[PARTS OF THE EXERCISE]:
a - From the Seak Poh Leong profile, list each distinct role title given in parentheses in the managerial career section.
b - Please set down a passage from the Seak Poh Leong profile word for word, beginning at the words "International career" and stopping after the words "2002–2005: Geylang United (director of football)".
c - Answer these questions using the Seak Poh Leong profile:
(i) What position did he play?
(ii) How many appearances for Singapore does the international career section record for 1971–1976?
(iii) What reputation did he have?

[TEXT PASSAGE]:
Seak Poh Leong

Personal information
- Place of birth: Singapore
- Position: Midfielder

Senior career*
- Years: Team / Apps / (Gls)
- SAFSA
- Singapore FA

International career
- 1971–1976: Singapore / 56

Managerial career
- 1979: Singapore (assistant)
- 1987–1988: Singapore
- 1997–2002: Geylang United (director of football)
- 2000: Geylang United (caretaker)
- 2002: Geylang United
- 2002–2005: Geylang United (director of football)
- 2005: Geylang United
- 2009: Geylang United
- 2009–2010: Geylang United (technical advisor)

= Seak Poh Leong =

Singaporean footballer

Seak Poh Leong (born 1952) is a former Singapore national football team captain who played for National Football League side Singapore Armed Forces Sports Association and Singapore FA in the Malaysia Cup as a midfielder. He was the national team coach from 1987 to 1988 and had a reputation as a strict disciplinarian.

(Rows from a pointing dataset)
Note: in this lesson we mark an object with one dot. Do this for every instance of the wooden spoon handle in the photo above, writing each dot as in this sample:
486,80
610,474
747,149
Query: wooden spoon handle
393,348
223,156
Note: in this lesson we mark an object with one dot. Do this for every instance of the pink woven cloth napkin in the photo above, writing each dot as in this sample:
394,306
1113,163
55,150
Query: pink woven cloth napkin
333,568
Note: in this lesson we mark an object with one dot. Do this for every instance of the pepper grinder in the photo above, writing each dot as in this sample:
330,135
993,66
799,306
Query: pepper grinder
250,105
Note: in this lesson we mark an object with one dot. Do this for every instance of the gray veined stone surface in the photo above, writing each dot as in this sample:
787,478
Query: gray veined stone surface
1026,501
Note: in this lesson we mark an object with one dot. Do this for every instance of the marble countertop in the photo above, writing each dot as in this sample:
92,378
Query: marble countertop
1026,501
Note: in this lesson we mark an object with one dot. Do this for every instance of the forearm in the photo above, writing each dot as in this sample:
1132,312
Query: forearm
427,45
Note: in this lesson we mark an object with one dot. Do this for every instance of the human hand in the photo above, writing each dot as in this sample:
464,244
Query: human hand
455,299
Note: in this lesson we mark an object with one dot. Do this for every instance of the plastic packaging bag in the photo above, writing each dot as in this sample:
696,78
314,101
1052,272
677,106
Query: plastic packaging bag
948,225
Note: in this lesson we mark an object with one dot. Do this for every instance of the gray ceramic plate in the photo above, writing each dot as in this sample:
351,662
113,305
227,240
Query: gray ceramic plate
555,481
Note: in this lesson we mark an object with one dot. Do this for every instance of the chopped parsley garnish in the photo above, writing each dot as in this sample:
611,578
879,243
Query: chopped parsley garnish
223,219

* * *

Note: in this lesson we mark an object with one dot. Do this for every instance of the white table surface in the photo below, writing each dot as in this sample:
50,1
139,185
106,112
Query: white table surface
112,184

[SOLUTION LIST]:
a - assistant, director of football, caretaker, technical advisor

b -
International career
- 1971–1976: Singapore / 56

Managerial career
- 1979: Singapore (assistant)
- 1987–1988: Singapore
- 1997–2002: Geylang United (director of football)
- 2000: Geylang United (caretaker)
- 2002: Geylang United
- 2002–2005: Geylang United (director of football)

c -
(i) Midfielder
(ii) 56
(iii) He had a reputation as a strict disciplinarian.